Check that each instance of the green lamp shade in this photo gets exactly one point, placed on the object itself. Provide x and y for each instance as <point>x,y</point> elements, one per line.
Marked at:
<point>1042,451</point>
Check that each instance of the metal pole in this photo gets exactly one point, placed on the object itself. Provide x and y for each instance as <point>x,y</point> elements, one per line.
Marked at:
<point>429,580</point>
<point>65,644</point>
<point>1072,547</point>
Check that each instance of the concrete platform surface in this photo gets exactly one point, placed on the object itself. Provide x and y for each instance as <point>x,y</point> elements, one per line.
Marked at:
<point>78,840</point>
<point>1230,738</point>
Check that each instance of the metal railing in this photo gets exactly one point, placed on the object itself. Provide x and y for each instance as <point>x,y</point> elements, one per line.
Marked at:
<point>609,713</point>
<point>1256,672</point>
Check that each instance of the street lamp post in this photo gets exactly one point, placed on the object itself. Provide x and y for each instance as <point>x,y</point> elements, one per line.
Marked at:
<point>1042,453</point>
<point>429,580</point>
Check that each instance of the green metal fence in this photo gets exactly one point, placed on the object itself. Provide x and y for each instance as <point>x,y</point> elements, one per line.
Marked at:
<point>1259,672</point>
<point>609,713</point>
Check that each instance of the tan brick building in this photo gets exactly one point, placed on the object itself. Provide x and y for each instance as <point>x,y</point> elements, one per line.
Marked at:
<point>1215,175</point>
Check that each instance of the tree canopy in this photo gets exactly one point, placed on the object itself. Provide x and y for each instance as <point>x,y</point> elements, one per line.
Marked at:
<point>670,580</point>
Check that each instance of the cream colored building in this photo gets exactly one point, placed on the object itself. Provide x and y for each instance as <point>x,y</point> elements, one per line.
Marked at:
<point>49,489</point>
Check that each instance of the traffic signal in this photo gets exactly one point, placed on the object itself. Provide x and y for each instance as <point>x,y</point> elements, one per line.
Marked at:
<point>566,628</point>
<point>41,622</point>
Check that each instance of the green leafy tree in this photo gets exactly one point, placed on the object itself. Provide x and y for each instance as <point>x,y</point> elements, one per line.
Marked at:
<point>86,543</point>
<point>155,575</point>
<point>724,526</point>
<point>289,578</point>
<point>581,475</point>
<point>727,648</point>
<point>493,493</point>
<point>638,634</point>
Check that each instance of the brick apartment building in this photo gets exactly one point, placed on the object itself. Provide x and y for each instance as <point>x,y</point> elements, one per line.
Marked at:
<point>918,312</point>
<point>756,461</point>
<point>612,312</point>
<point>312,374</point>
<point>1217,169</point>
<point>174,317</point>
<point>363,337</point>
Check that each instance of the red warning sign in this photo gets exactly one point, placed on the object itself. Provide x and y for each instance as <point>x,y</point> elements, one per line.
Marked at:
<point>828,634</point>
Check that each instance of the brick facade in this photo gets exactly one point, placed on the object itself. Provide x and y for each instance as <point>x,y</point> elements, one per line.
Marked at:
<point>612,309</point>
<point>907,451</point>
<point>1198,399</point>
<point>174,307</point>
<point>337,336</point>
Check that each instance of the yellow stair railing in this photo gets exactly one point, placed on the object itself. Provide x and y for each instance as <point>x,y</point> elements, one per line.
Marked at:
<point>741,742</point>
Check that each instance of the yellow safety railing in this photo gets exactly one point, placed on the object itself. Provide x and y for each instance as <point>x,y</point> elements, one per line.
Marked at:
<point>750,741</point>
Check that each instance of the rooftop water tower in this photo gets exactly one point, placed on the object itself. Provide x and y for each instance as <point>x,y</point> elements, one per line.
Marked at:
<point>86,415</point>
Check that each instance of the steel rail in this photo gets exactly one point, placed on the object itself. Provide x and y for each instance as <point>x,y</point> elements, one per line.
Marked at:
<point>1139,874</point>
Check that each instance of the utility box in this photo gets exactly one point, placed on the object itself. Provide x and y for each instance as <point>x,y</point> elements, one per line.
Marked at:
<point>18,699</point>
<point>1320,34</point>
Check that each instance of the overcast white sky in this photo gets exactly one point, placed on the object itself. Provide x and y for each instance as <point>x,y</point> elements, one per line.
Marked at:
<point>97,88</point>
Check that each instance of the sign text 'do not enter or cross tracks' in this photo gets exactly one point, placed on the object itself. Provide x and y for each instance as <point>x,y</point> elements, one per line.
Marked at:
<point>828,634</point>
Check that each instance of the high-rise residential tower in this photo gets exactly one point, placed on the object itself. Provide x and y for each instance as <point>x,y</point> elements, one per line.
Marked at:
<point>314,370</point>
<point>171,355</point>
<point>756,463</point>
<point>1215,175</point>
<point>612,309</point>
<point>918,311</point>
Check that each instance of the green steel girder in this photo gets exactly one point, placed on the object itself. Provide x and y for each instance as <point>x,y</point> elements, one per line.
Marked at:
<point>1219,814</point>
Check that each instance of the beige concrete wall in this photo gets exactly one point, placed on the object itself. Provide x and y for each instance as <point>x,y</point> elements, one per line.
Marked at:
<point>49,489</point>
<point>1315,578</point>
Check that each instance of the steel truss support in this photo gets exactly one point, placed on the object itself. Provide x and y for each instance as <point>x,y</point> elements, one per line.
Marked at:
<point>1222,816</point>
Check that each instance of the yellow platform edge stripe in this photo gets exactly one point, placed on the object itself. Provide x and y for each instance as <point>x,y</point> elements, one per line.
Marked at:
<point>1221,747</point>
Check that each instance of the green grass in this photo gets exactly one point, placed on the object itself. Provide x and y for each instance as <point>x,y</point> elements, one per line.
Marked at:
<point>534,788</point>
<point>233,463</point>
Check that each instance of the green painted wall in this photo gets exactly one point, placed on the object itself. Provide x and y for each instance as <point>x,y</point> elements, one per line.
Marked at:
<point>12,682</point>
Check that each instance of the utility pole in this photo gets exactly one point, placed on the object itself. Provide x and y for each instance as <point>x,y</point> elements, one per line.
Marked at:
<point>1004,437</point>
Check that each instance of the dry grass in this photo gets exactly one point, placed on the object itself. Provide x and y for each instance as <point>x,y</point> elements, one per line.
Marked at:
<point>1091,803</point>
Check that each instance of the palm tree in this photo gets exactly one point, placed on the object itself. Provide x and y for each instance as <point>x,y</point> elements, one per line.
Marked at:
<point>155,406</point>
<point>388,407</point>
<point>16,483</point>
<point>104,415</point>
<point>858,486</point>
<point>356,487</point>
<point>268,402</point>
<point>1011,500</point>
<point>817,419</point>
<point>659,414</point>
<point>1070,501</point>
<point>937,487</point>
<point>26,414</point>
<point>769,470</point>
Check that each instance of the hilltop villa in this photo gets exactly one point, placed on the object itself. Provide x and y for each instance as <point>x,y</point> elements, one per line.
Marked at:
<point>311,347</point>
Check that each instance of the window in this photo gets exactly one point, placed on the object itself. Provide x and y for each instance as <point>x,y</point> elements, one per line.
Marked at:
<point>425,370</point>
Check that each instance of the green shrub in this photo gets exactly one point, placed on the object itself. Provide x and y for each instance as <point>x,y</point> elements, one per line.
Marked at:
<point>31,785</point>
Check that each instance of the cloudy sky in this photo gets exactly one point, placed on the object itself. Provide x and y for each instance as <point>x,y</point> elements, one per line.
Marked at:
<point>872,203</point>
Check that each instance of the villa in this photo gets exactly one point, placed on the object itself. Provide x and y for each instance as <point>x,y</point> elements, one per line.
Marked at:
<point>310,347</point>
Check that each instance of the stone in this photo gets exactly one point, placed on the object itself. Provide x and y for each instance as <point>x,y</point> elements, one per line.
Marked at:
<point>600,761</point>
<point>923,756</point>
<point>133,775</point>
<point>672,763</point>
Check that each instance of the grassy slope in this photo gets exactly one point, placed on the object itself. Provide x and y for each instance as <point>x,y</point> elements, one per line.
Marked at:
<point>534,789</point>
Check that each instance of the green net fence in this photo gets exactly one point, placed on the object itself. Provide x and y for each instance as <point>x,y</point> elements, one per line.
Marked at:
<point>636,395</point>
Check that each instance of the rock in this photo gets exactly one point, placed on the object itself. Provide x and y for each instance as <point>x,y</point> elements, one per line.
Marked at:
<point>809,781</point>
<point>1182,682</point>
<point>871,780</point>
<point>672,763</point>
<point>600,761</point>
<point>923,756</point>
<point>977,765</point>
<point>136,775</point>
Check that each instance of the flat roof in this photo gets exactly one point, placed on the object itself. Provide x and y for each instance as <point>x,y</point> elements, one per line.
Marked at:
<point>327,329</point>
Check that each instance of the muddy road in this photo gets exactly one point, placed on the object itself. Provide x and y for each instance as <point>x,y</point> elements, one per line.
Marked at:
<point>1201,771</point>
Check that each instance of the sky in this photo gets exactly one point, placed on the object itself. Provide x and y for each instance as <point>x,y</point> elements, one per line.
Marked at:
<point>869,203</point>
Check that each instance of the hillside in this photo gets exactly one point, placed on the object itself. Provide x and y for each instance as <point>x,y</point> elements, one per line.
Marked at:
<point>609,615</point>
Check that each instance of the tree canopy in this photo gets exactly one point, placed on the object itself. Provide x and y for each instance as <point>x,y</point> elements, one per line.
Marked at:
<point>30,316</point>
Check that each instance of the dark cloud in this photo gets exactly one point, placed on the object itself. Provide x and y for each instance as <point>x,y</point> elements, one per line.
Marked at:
_ _ _ _ _ _ _
__Required work__
Put every line of the data above, from the line containing "Check that each instance of the green grass" down to the line containing "<point>233,463</point>", into a numbered list, omitting any blank lines.

__The completed task__
1. Check that each instance of the green grass in this photo gets exactly one point, placed on the object itself. Provide x and y for each instance as <point>x,y</point> elements, one per line.
2. Marked at:
3. <point>534,788</point>
4. <point>233,463</point>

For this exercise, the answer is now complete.